PAGE EXCERPT:
-- Opening Marker --

Let Them Eat Goo (aired 10/16/19): “Randy’s partnership with China is over, and he’s found a new way to make money from Tegridy Farms. Cartman is so enraged at the thought of healthy food in schools that he gives himself a heart attack.”
On one hand, I must admire the series’ obscure spoof of There Will Be Blood. On the other hand, “Goo” comes with a muddled message, as it feels more like a lecture on how awful those plant-based meat products must be. Cartman brings some minor laughs but this seems like another meh episode.
Tegridy Farms Halloween Special (aired 10/30/19): “On a visit to the local museum, Butters awakens an Egyptian mummy and brings about an ancient love curse. Randy needs to face that his daughter has a drug problem: she hates marijuana.”
Boy, S23 really seems like it’ll never stop being the Randy Marsh Show. As I noted at the start, I don’t like the character, and the growing emphasis on Randy makes S23 more of a drag than it should be.
Still, “Special” turns into the best episode so far, mainly via the Butters storyline. While not brilliant, the theme related to his relationship with the mummy offers actual humor. This never turns into a great show, but at least it’s good, which makes it superior to the sub-mediocrity of the first four programs.
Season Finale (aired 11/6/19): “Randy has alienated everyone in South Park, including his own family. When he’s arrested for crimes attributed to ‘Mexican Joker’, no one will help him.”
The episode’s title reflects the apparent end of the “Tegridy Farms” narrative – and not a minute too soon. That theme got old… immediately, so I feel awfully pleased to see S23 finally bring it to a conclusion.

-- Closing Marker --

PROBLEM SET:
**A)** According to the South Park episode reviews, what drug problem does Randy's daughter have in the "Tegridy Farms Halloween Special"?
**B)** Write the next part of the South Park episode reviews, starting after their last sentence.

DATASET:
-- Opening Marker --

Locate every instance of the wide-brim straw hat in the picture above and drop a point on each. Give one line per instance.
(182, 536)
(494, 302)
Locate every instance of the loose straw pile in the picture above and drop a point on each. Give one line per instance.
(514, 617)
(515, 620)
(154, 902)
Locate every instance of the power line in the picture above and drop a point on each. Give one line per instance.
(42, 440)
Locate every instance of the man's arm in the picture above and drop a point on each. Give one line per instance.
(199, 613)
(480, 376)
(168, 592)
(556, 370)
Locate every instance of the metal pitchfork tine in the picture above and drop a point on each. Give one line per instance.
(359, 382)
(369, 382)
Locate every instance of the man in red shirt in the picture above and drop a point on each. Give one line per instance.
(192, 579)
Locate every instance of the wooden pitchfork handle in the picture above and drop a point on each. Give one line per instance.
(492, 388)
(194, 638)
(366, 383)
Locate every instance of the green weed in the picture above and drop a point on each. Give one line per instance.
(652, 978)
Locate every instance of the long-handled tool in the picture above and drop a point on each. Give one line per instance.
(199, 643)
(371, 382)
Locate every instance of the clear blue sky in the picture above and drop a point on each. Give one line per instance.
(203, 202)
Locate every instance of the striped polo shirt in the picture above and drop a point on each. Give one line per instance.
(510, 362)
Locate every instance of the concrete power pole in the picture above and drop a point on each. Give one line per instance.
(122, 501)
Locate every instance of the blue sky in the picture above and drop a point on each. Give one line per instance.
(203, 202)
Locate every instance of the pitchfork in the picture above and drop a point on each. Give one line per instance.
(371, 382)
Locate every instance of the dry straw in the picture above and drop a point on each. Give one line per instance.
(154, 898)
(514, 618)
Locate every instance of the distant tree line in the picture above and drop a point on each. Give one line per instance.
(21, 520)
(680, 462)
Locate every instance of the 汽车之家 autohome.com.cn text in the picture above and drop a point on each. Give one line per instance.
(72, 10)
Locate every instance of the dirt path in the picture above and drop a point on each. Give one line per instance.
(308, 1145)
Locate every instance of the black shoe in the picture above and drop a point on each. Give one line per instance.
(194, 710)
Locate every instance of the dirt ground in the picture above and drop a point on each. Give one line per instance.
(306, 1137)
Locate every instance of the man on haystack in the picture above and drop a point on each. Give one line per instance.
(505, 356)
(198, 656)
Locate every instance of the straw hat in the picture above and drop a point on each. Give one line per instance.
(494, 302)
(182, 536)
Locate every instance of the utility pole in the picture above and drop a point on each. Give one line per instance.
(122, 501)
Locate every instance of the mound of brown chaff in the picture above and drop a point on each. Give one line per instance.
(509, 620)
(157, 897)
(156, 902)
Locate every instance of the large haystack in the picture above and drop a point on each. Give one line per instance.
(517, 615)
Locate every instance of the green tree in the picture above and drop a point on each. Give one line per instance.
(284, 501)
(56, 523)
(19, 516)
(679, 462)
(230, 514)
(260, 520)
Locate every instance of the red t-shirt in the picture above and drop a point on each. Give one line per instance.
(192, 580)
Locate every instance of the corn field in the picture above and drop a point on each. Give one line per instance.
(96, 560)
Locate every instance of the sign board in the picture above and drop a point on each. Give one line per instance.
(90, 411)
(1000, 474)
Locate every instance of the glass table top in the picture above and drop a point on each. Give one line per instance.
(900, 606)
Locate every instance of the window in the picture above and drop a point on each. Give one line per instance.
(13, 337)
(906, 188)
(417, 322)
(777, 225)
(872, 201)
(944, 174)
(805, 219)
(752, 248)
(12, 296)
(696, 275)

-- Closing Marker --

ANSWERS BY ITEM:
**A)** She hates marijuana.

**B)**
Other than this happy event, “Finale” falls flat. It again tries to muster comedy from the kids in cages, and racial aspects of the episode seem outdated only seven months after the episode’s debut. A few funny moments emerge but the program mostly sputters.
Board Girls (aired 11/13/19): “When Vice Principal Strong Woman loses an athletic competition to a surprising new competitor, she and PC Principal are thrown into an emotional tailspin. Cartman objects when the school starts admitting girls into the Board Game Club.”
The notion of a man who feigns identification as a female for various advantages isn’t exactly fresh, and “Girls” finds nothing creative in that vein. The PC Principal/VP Strong Woman characters always seemed one-dimensional anyway, and “Girls” doesn’t come up with anything new to say. The Game Club adds a little humor but not enough to turn this into a winning show.
Turd Burglars (aired 11/27/19): “Sheila Broflovski feels better than ever after receiving a fecal transplant. Stan, Cartman and Kenny see a way to get their hands on the latest video game: Star Wars Jedi: Fallen Order.”
Wow – a Season 23 episode that produces multiple laughs! Obviously, the show goes for scatological humor to an extreme – it’s an episode about poop, after all – but it still manages some pretty good bits. It feels like a flashback to the series’ better days and easily turns into S23’s best.
Basic Cable (aired 12/4/19): “The new girl at school has diabetes, and Scott Malkinson assumes that the two of them must be soulmates.”
No one will confuse a show that relies on so many jokes about lazy cable guys as creative genius. Still, “Basic” manages some decent comedy – at least by S23 standards. While not good compared to the series’ stronger years, it seems positive for this one.
Christmas Snow (aired 12/11/19): “It’s Christmastime in South Park, but things are not so merry now that a city ordinance has been put in place banning alcohol during the holidays. Since no one wants to face the holidays sober, the town reaches out to Randy to come up with a Christmas special.”
S23 concludes with a relative dud, mainly because it brings back Randy. The season’s uptick coincided with his absence, and he creates a drag on the season finale.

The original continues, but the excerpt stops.